Entries shown:
__________________________________________________

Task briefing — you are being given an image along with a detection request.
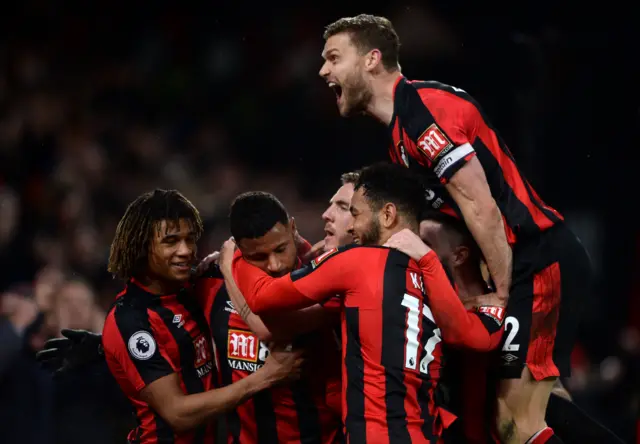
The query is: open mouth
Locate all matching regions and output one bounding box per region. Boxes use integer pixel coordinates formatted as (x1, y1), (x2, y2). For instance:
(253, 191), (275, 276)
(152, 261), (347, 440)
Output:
(329, 82), (342, 100)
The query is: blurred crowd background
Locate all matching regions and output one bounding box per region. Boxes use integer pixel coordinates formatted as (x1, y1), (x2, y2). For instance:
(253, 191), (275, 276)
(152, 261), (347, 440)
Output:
(0, 0), (640, 444)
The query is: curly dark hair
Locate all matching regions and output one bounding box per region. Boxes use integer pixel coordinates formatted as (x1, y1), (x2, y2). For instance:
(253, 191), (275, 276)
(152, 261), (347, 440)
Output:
(108, 189), (204, 280)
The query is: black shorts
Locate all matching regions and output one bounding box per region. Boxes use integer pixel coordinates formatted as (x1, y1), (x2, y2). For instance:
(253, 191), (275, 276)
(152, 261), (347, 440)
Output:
(498, 222), (592, 381)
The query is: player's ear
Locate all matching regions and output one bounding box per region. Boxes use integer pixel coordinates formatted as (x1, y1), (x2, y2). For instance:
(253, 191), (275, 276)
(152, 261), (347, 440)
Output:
(452, 245), (469, 267)
(364, 49), (382, 71)
(380, 202), (398, 228)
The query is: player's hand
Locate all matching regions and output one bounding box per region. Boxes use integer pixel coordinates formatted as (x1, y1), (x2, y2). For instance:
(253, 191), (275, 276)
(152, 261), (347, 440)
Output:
(36, 329), (103, 374)
(193, 251), (220, 276)
(218, 237), (237, 277)
(302, 243), (324, 264)
(384, 228), (431, 261)
(262, 344), (304, 385)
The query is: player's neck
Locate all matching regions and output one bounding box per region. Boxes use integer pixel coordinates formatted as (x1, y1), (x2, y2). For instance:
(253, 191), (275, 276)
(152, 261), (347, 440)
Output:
(378, 220), (419, 245)
(451, 266), (486, 301)
(367, 71), (402, 125)
(136, 276), (182, 295)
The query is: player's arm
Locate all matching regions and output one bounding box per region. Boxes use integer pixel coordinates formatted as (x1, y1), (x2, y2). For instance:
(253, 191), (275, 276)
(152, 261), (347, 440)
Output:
(446, 156), (512, 304)
(140, 360), (288, 432)
(385, 229), (504, 351)
(224, 268), (329, 342)
(103, 312), (300, 432)
(220, 241), (351, 315)
(418, 251), (504, 351)
(415, 94), (512, 305)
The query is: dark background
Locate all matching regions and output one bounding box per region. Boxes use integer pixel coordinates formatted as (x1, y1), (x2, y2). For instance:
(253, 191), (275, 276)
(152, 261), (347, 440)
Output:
(0, 1), (640, 443)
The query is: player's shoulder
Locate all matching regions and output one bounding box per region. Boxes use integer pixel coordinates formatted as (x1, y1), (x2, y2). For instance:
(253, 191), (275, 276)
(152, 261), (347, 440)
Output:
(309, 244), (383, 268)
(104, 283), (150, 333)
(401, 80), (477, 107)
(407, 80), (471, 99)
(192, 264), (224, 292)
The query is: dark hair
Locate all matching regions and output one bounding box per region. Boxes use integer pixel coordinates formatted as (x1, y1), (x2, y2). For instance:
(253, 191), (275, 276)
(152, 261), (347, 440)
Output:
(322, 14), (400, 72)
(340, 171), (360, 185)
(420, 209), (482, 258)
(108, 189), (203, 279)
(229, 191), (289, 241)
(354, 163), (425, 222)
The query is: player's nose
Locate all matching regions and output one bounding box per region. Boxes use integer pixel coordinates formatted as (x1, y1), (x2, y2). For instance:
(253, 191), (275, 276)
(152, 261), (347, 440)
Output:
(176, 240), (193, 257)
(318, 62), (329, 78)
(267, 255), (282, 276)
(322, 207), (333, 222)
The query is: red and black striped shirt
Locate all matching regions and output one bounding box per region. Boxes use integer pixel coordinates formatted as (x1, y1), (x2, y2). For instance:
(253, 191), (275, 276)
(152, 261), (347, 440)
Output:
(234, 246), (501, 444)
(389, 76), (563, 245)
(196, 267), (341, 444)
(102, 280), (216, 444)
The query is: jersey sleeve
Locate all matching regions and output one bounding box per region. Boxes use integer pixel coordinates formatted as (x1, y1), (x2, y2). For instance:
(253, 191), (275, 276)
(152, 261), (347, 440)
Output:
(195, 265), (224, 321)
(408, 87), (478, 184)
(233, 249), (351, 314)
(419, 251), (504, 351)
(102, 307), (179, 393)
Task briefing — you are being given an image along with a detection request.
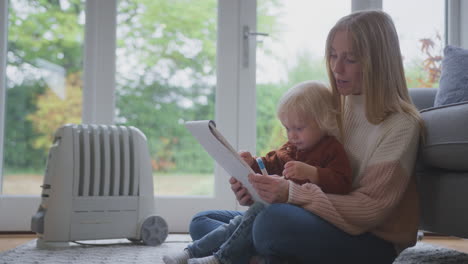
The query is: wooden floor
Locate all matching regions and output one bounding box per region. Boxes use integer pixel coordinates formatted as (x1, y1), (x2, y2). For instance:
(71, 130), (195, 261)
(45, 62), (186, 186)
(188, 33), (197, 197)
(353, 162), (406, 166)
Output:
(0, 234), (468, 253)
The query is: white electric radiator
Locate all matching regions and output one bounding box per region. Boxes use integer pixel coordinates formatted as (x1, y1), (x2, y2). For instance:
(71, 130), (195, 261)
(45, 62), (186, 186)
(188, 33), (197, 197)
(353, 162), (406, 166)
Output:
(31, 124), (168, 247)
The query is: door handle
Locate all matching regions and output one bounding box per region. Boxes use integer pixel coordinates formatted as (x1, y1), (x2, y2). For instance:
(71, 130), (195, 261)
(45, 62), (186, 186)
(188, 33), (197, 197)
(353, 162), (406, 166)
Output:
(242, 26), (269, 68)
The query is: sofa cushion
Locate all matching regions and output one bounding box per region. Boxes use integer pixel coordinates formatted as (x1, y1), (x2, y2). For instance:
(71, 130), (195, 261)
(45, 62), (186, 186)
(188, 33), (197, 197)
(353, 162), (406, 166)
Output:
(434, 45), (468, 106)
(421, 101), (468, 171)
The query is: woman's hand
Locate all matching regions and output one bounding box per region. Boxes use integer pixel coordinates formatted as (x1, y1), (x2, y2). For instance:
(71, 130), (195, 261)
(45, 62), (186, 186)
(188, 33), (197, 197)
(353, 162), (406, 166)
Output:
(229, 177), (253, 206)
(283, 161), (318, 184)
(249, 173), (289, 203)
(239, 151), (255, 167)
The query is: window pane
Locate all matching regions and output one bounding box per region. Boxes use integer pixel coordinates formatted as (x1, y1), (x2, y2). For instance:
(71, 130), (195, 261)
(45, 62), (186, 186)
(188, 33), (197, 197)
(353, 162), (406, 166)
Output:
(383, 0), (445, 88)
(256, 0), (351, 156)
(3, 0), (84, 194)
(115, 0), (217, 195)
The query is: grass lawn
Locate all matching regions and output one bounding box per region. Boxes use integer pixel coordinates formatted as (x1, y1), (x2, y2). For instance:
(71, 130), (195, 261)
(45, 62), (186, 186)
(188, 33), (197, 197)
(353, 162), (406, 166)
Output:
(3, 173), (214, 196)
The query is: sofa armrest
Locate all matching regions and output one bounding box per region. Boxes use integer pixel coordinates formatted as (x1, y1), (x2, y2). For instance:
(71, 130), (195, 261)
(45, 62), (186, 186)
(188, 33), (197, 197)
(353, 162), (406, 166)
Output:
(408, 88), (437, 110)
(421, 101), (468, 171)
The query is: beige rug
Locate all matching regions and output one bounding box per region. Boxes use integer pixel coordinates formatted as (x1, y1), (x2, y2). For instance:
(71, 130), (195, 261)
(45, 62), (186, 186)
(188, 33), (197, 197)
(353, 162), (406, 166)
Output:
(0, 234), (468, 264)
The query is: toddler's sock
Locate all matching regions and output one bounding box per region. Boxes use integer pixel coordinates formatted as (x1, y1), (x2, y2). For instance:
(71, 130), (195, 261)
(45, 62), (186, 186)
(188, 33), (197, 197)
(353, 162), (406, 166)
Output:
(188, 256), (220, 264)
(163, 249), (190, 264)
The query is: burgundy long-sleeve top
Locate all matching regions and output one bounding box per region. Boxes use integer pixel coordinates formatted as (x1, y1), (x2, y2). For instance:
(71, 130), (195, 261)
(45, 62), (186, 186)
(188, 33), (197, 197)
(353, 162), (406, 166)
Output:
(252, 136), (352, 194)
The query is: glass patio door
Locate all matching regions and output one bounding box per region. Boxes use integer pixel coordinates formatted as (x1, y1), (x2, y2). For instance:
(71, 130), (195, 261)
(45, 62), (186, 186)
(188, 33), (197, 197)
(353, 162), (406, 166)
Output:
(0, 0), (255, 232)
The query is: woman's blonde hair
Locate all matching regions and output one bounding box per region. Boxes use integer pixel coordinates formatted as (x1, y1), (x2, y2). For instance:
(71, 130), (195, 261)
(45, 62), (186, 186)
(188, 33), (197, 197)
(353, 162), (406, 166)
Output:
(325, 10), (423, 130)
(277, 81), (338, 136)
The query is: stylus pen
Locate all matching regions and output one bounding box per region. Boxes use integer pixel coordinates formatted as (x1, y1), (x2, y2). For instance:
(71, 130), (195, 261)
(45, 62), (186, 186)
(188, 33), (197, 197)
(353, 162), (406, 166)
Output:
(256, 158), (268, 176)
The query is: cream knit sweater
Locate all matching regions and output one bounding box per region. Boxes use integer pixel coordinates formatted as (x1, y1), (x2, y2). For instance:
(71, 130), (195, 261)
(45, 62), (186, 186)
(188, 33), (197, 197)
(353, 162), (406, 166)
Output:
(288, 95), (419, 252)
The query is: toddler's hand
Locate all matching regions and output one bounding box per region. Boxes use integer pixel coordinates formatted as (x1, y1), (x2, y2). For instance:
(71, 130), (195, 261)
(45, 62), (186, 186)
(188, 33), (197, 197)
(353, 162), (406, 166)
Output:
(283, 161), (318, 183)
(239, 151), (255, 167)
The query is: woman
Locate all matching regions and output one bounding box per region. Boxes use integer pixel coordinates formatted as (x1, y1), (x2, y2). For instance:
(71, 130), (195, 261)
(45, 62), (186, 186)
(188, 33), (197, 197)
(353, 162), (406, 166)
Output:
(190, 11), (422, 263)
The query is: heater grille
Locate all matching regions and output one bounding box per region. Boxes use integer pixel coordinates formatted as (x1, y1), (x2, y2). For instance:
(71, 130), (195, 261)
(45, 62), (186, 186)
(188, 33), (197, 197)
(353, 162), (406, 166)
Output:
(73, 125), (139, 197)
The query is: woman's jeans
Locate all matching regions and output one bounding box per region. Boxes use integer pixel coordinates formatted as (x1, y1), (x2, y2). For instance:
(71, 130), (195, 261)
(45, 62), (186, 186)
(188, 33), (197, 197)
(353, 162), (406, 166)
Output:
(187, 203), (265, 263)
(190, 204), (397, 264)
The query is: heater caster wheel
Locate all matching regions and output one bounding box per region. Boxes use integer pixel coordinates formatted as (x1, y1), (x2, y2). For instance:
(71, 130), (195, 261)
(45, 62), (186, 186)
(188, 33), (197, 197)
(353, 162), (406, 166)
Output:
(141, 215), (169, 246)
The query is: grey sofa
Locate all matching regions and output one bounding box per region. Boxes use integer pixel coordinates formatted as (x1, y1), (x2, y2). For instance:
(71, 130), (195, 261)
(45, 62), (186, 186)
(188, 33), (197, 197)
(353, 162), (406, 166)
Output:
(409, 88), (468, 238)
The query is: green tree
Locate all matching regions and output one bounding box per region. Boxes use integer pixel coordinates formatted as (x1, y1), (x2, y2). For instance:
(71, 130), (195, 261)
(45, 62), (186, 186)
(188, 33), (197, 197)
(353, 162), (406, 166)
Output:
(4, 0), (84, 170)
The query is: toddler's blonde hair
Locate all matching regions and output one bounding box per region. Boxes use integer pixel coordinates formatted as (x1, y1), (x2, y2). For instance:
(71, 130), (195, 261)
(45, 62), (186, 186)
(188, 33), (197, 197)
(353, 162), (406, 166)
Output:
(277, 81), (338, 136)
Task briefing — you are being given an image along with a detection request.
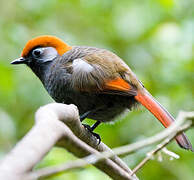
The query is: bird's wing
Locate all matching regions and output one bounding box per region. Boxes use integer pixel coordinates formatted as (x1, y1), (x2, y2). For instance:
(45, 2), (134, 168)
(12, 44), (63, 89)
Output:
(69, 50), (137, 96)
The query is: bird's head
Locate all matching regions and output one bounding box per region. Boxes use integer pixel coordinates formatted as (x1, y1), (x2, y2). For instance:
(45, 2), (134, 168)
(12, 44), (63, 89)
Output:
(11, 35), (72, 67)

__________________________________________________

Requirement:
Reproduce, without a single change, everything in the material from the line containing "The query is: player's ear" down to the line containing "(380, 202), (398, 228)", with both of those lines included.

Answer:
The query is: player's ear
Locate all matching regions and output one bounding box per region. Boxes use integer pixel coordinates formatted as (x1, y1), (x2, y2). For instance:
(253, 191), (275, 276)
(152, 261), (347, 440)
Output:
(452, 245), (469, 267)
(364, 49), (382, 71)
(380, 202), (398, 228)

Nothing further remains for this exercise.